• _Requirement_: Print, in exact form, the lines below from the one containing "skyline? Indicate one point per instance." through the one containing "tree? Indicate one point per instance.", and omit all others.

--- --- ---

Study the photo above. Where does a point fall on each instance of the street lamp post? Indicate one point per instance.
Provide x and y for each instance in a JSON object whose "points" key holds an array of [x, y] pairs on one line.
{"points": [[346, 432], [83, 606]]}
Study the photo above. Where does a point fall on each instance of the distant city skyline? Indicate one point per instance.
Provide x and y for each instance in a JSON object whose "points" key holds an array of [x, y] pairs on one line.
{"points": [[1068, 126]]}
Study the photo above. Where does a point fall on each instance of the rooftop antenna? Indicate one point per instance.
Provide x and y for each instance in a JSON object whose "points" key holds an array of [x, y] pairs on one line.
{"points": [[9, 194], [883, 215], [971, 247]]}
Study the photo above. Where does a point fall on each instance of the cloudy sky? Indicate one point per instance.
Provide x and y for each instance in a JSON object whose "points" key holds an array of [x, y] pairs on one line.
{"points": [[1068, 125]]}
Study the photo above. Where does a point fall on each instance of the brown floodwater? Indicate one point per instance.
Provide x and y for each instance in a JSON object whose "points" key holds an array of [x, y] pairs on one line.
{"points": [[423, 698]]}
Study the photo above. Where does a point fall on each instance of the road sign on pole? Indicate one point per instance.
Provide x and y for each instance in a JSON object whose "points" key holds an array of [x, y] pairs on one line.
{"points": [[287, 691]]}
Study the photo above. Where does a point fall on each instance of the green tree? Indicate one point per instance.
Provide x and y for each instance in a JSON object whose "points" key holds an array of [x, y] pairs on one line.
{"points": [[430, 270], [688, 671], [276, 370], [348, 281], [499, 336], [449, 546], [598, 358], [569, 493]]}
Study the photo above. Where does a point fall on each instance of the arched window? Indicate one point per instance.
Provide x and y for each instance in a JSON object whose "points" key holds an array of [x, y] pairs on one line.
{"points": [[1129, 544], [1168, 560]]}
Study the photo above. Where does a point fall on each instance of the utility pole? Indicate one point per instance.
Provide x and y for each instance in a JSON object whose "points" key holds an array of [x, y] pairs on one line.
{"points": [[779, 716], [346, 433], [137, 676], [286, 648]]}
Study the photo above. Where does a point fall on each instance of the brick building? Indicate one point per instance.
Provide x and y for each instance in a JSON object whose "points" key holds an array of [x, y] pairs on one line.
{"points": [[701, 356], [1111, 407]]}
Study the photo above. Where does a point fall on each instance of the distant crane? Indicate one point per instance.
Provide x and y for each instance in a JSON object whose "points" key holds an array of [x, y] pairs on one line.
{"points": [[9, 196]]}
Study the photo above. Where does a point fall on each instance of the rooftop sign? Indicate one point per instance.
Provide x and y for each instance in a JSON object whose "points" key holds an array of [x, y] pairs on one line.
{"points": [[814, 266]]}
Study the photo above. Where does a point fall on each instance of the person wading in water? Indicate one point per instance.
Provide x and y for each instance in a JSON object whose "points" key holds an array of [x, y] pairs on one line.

--- --- ---

• _Task response_:
Study the photo above. Where does a point fall on each instance of the distant city skyline? Indicate one point per instance.
Provide x and y for each instance in a JSON object whose "points" key holds an array of [x, y] pairs on one line.
{"points": [[1068, 126]]}
Study the photo above. Where does a point fall on each instance of the rooftop antenna? Indicate one point per instance.
Provide x and y for each instance in a JSON object whose "points" key holds an array of [x, y] pairs on one line.
{"points": [[9, 194], [883, 215], [971, 247]]}
Study the photo above. Where does a point fall on each instance of the cloudy sky? Indicate one point per instance.
Provide x and y for each instance in a JSON object whose "points" key holds an array of [x, y] pairs on one line.
{"points": [[1068, 125]]}
Study the photo above. Where does a point fall on each instance of the brown floodwater? Indicate one point per instance.
Provide x and y for each instance in a JSON object whose "points" key holds an array of [x, y] pairs on one line.
{"points": [[423, 698]]}
Study the photo above. Where does a point fall on each instance of the road sign on pole? Indicate one point per instance.
Provide x and y for each instance in a JSON object whose "points" key holds an array of [x, y] pairs on one line.
{"points": [[287, 691]]}
Study the photo above. Where does a point fall on each instance of the green tree? Indicate one point per instance.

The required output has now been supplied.